Your answer must be an exact transcription of every record below, with the pictures omitted.

[[ SOURCE DATA, beginning ]]

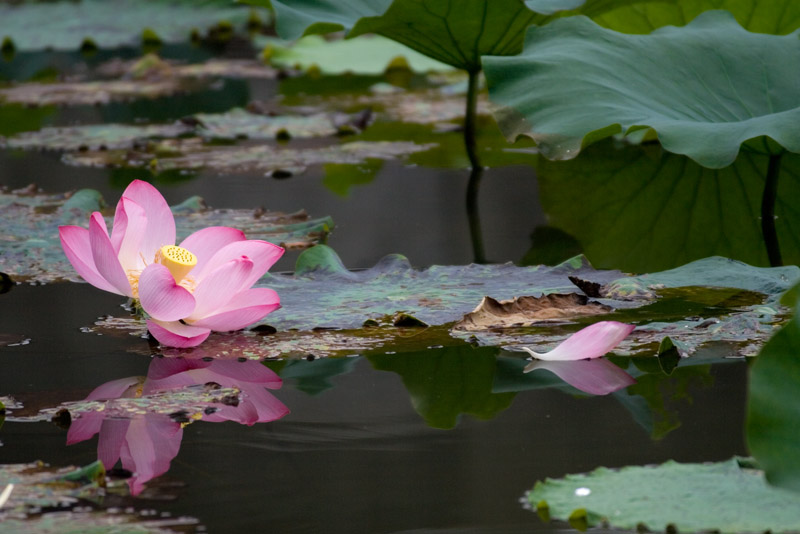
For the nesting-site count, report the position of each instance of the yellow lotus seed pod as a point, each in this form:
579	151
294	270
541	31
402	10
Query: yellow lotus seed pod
178	260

[[ SOURCE DATA, end ]]

- YOUR RESPONSE -
For the nesting-site count, report the position of each instance of the yellow lotus seed pod as a point, each in this form:
579	151
294	270
541	31
402	10
Query: yellow lotus seed pod
178	260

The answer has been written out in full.